• TASK STATEMENT: Every entry should be repeated exactly as written.
[[ MATERIAL SHOWN open ]]
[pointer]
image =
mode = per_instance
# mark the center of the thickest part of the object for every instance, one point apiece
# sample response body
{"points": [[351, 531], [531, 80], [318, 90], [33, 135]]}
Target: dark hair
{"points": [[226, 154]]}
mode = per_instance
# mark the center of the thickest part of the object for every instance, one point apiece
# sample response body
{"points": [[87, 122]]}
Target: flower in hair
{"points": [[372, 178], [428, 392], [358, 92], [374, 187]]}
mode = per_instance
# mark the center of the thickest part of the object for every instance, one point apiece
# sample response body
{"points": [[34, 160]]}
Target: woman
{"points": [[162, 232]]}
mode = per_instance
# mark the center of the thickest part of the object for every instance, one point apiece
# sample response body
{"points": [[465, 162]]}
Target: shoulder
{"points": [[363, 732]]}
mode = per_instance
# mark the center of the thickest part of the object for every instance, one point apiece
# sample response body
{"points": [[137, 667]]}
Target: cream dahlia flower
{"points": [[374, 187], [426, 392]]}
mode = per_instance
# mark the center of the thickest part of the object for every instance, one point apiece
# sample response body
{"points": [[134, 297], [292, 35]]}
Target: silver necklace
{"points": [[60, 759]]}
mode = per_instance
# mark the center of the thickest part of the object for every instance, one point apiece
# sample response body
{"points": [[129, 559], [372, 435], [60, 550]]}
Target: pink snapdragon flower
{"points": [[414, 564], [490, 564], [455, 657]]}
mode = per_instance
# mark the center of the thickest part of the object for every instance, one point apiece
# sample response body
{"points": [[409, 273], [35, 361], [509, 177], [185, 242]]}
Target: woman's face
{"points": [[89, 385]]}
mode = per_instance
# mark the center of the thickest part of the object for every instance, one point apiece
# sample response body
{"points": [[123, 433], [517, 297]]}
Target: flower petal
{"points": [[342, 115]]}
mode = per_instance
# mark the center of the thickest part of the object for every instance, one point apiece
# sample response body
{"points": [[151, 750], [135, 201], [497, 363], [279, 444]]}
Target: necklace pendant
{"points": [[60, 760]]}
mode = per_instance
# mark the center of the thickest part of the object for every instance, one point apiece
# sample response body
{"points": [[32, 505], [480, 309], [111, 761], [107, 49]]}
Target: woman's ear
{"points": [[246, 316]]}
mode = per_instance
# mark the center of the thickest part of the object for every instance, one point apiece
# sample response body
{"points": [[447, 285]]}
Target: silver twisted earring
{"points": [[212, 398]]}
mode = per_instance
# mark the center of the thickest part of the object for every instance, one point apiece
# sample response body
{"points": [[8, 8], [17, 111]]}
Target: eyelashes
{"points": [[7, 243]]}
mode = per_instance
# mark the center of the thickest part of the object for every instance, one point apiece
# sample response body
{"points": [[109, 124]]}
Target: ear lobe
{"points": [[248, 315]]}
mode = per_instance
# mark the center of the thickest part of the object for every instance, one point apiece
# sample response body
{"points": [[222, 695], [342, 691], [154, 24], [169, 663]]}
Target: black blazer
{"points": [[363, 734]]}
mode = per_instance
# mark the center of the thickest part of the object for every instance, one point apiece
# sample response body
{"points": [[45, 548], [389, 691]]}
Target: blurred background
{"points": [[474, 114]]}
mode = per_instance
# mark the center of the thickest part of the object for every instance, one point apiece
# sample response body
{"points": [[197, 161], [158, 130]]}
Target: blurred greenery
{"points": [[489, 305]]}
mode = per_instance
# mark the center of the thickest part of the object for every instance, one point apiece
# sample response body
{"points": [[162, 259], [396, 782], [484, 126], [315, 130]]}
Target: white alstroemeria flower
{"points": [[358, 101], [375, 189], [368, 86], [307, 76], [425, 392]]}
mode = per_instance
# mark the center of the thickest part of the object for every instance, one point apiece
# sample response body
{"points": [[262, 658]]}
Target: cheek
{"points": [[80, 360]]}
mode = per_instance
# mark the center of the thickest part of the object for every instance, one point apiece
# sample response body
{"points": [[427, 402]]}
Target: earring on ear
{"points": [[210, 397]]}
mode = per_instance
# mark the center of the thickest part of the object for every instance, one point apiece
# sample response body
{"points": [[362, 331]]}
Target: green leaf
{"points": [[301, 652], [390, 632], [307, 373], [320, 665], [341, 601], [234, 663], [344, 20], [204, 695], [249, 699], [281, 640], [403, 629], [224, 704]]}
[[ MATERIAL SHOWN closed ]]
• ANSWER BELOW:
[pointer]
image =
mode = per_instance
# mark the center of the thickest part of the object for every instance, one point apiece
# sample response body
{"points": [[351, 531], [531, 80], [318, 90], [33, 135]]}
Target: dark hair
{"points": [[226, 154]]}
mode = per_instance
# mark the center of the thickest part of the object for every instance, one point apiece
# sample response body
{"points": [[87, 122]]}
Target: flower in hair
{"points": [[372, 178], [428, 392], [358, 92], [374, 187]]}
mode = per_instance
# mark the center of the thickest part of the object for every instance, one point apiece
# sample response body
{"points": [[34, 160]]}
Target: woman
{"points": [[162, 232]]}
mode = per_instance
# mark the center of the thickest part of the object for every instance, one point apiece
# sample response body
{"points": [[465, 162]]}
Target: shoulder
{"points": [[363, 732]]}
mode = per_instance
# mark the center of the thickest part of the object for every instance, one point apiece
# sample response body
{"points": [[137, 667]]}
Target: cream dahlia flower
{"points": [[374, 187], [426, 392]]}
mode = per_instance
# mark the center of the thickest part of the object for every instance, one point apiece
# sample response body
{"points": [[134, 297], [292, 35]]}
Target: silver necklace
{"points": [[60, 759]]}
mode = per_instance
# mark the center of the thickest part of the object for every instance, one point apiece
# sample response body
{"points": [[129, 559], [372, 435], [60, 550]]}
Target: pink snapdragon flower
{"points": [[414, 564], [490, 564], [455, 657]]}
mode = per_instance
# mark the center of the thickest part of the object for every instance, one point apiece
# sample response body
{"points": [[409, 273], [35, 361], [509, 177], [185, 242]]}
Target: woman's face
{"points": [[89, 385]]}
mode = per_instance
# mark the center of the thickest part of the object for every instance, one point apiece
# sample response body
{"points": [[123, 433], [517, 297]]}
Target: flower petal
{"points": [[342, 115]]}
mode = per_instance
# mark the center of the thickest part of the object for every instance, one point apiece
# sample response body
{"points": [[151, 750], [135, 201], [497, 363], [279, 444]]}
Target: necklace pendant
{"points": [[60, 760]]}
mode = per_instance
# mark the center of the thickest part of the object for every instance, one point apiece
# sample response body
{"points": [[32, 505], [480, 309], [111, 761], [107, 49]]}
Target: woman's ear
{"points": [[246, 316]]}
mode = per_instance
# mark the center of the thickest part of the object for every instance, one point apiece
# sample response body
{"points": [[447, 285]]}
Target: silver twisted earring
{"points": [[212, 398]]}
mode = per_instance
# mark the center of the thickest part of the object for every instance, one point apiece
# sample response body
{"points": [[8, 8], [17, 111]]}
Target: eyelashes
{"points": [[7, 243]]}
mode = per_instance
# mark the center of the thickest part of the object for every instance, one point apiece
# sample response body
{"points": [[109, 124]]}
Target: ear lobe
{"points": [[248, 315]]}
mode = per_instance
# mark the center of the thickest part of the object for every instance, one point apiece
# sample response body
{"points": [[222, 695], [342, 691], [154, 24], [169, 663]]}
Target: black blazer
{"points": [[363, 734]]}
mode = per_instance
# mark the center of the thickest part of the object for every instance, one point apiece
# sample response body
{"points": [[45, 548], [389, 691]]}
Target: blurred background
{"points": [[474, 114]]}
mode = per_instance
# mark the center of the thickest part of the object for every instance, one point apiece
# sample response body
{"points": [[197, 161], [158, 130]]}
Target: blurred greenery
{"points": [[489, 305]]}
mode = per_instance
# mark the center of the thickest part of the object for every instance, one point apiece
# sample response body
{"points": [[162, 259], [396, 782], [484, 126], [315, 130]]}
Target: white alstroemeria flower
{"points": [[358, 101], [375, 189], [368, 86], [307, 76], [425, 392]]}
mode = per_instance
# mark the center of the thickest part of the object for every instance, one point apiece
# sample response body
{"points": [[262, 658]]}
Target: cheek
{"points": [[80, 360]]}
mode = per_instance
# mark the center of the thickest part of the object for every instance, one point apiece
# sample response body
{"points": [[427, 402]]}
Target: earring on ear
{"points": [[210, 397]]}
mode = per_instance
# mark the center of the thickest part of the object for every instance, one point apiece
# sample response body
{"points": [[362, 331]]}
Target: green leaf
{"points": [[301, 652], [390, 632], [307, 373], [320, 665], [341, 601], [234, 663], [344, 20], [204, 695], [249, 699], [281, 640], [403, 629], [224, 704]]}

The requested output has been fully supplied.